**Consigna a:** Selecciona cada línea de los registros que contenga la cadena "trunk".

**Fragmento del documento:**
▬▬▬▬▬▬▬▬▬▬
Trabajó en una casa de cambios, como repartidor de volantes y fotógrafo de sociales, y décadas después ha logrado vivir como escritor, cantante y artista plástico: Dani Umpi es el que lanzó el disco North, versionando en inglés el emblemático Sur, de Jaime Roos; el que escribió potentes historias sobre el amor, sus contrariedades y sus pérdidas, y la fragmentación de los vínculos, siempre desde un rabioso monólogo interior que distorsiona los símbolos de la cultura popular, a la vez que interviene lo sagrado y lo profano, lo frívolo y lo trascendente. En 2003, cuando publicó su primera novela, Aún soltera, Washington Cucurto –el fundador de Eloísa Cartonera– lo ubicó como el autor que se situaba con la “magia de un equilibrista y el desparpajo de una travesti”, entre Raffaella Carrà y Manuel Puig. Desde el sexo, las modas, las discotecas y las redes del momento, Umpi trazó un mundo virtual marcado por la impronta del videoclip, una cuidadísima estructura narrativa entre juegos estéticos, graciosos y cínicos, y un incendiario relato desde el que enfrenta los sueños de la fama, el fetichismo pop y la religión (Miss Tacuarembó, 2000) o las angustias del tedio y la separación (“–‘¿Por qué te acercás a mi madre justo cuando nos separamos?’. No importa lo que respondas, no será tenido en cuenta. No digas nada. Miralo inexpresivamente. Tratá de pensar en otra cosa. Fijate si tenés la bragueta abierta”, Sólo te quiero como amigo, 2006).
Hace dos años que Umpi vive en Buenos Aires, y en estos días visitó Montevideo porque el miércoles y el jueves a las 20.00, en el teatro Solís, se presentará El vestido de mamá, musical para toda la familia del talentoso Gustavo Tarrío (que ganó el premio al mejor espectáculo infantil argentino). Es una versión del cuento de Umpi ilustrado por Rodrigo Moraes que publicó Criatura en 2011, y que propone repensar el concepto habitual de la paternidad, a partir de un niño que quiere usar el mágico vestido de su madre.
▬▬▬▬▬▬▬▬▬▬
**Consigna b:** Prosigue el texto sobre Dani Umpi a partir de su última oración.

**Registros de entrada:**
▬▬▬▬▬▬▬▬▬▬
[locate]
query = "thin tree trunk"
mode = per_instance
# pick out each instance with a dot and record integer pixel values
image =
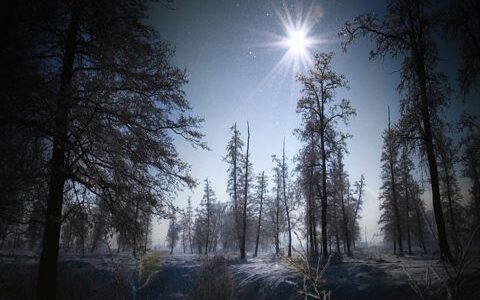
(345, 221)
(47, 270)
(432, 162)
(277, 225)
(235, 195)
(259, 214)
(286, 202)
(245, 197)
(324, 196)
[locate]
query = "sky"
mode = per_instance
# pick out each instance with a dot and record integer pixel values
(239, 71)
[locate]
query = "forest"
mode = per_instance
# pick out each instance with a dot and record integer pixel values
(96, 112)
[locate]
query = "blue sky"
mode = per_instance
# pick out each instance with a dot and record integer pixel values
(226, 49)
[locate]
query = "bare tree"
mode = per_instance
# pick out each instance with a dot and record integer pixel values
(261, 188)
(285, 201)
(405, 32)
(318, 101)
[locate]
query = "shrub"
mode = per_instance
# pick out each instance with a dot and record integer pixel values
(149, 263)
(213, 281)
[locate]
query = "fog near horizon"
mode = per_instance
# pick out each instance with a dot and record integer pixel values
(237, 73)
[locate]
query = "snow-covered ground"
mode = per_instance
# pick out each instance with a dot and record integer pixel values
(366, 276)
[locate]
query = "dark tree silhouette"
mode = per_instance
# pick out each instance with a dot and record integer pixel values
(318, 102)
(405, 32)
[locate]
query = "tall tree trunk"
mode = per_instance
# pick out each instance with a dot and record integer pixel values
(335, 223)
(407, 221)
(418, 217)
(235, 195)
(277, 225)
(47, 270)
(259, 215)
(432, 162)
(345, 221)
(395, 207)
(245, 197)
(324, 195)
(286, 202)
(208, 218)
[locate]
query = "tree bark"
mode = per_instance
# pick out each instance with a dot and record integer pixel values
(245, 197)
(445, 253)
(47, 270)
(259, 215)
(285, 202)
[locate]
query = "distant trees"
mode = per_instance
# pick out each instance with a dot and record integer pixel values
(406, 32)
(173, 233)
(320, 113)
(389, 194)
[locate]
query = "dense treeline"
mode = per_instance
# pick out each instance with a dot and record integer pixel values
(408, 31)
(88, 122)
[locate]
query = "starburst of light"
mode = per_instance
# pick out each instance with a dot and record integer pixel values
(296, 39)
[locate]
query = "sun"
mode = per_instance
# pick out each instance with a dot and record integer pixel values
(297, 41)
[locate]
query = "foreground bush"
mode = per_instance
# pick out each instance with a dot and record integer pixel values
(149, 263)
(213, 281)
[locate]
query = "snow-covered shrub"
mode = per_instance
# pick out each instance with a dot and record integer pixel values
(150, 262)
(213, 281)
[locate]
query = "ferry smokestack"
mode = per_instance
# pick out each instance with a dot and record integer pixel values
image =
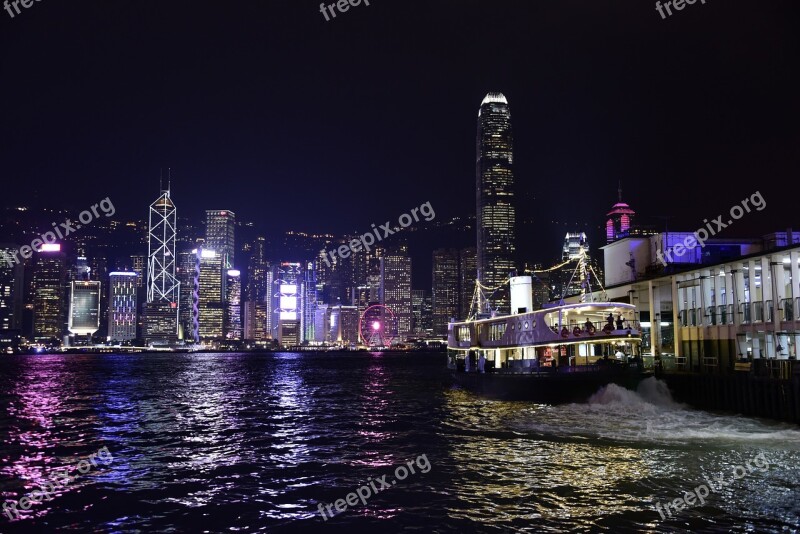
(521, 294)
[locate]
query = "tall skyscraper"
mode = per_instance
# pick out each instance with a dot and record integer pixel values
(233, 306)
(122, 306)
(468, 273)
(11, 290)
(395, 288)
(620, 218)
(495, 212)
(210, 295)
(49, 278)
(163, 288)
(84, 308)
(220, 234)
(445, 289)
(287, 303)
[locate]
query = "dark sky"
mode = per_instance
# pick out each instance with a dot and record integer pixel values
(265, 108)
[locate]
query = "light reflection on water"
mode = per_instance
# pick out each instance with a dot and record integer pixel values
(255, 442)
▬▬▬▬▬▬▬▬▬▬
**Respuesta a:**
query = "thin tree trunk"
query = "tall tree trunk"

**Respuesta b:**
–¿Cómo fue la adaptación del cuento? Leí que se mantiene como una historia de exploración, pero también habla de la marihuana y la dictadura.
–Me encantó. Ellos [Emiliano Pandelo, Andrés Granier, Paula Beovide] alternan canciones que interpretan muy bien. Al principio, con Rodrigo no entendimos cómo al niño lo iba a interpretar un actor adulto [Pandelo], pero como es el que trabajaba en Art attack, y está acostumbrado al mundo infantil, lo hace perfecto. Y creo que las canciones no son tan infantiles. Como es una obra que utiliza lo del vestido como puntapié para hablar y debatir otros temas, se une a muchas cosas: en la obra se habla de la legalización [del cannabis], por ejemplo, y lo bueno es que también se dirige a los padres. De hecho, muchos padres no saben cómo lidiar con ese tipo de situaciones, por más abiertos que quieran ser. Y no es sólo lo que rodea al uso del vestido, porque también habla del niño, de su privacidad, de su vínculo con los amigos. En ese sentido es muy ambigua, y eso me gusta, porque los que resuelven el conflicto no son los padres: es un conflicto más del niño, y no es que ellos sean cancheros y lo terminen resolviendo. Por eso los padres están más estereotipados, y se vuelven más caricaturescos; no son piolas ni hippies que hablen de la libertad, sino que van haciendo lo que pueden, que es lo que generalmente ocurre. Es algo que comentamos con Rodrigo, y en la obra se enfatiza muchísimo más, porque se reflexiona mucho sobre el rol de los padres. También incorpora otros elementos que me gustaron mucho, e incluso aparecen unos pajarracos hablando. Si bien no participé, la siento muy cercana.
–En cuanto al personaje de Dani, ¿seguís queriendo ser un cruce entre Yoko Ono y Cris Morena?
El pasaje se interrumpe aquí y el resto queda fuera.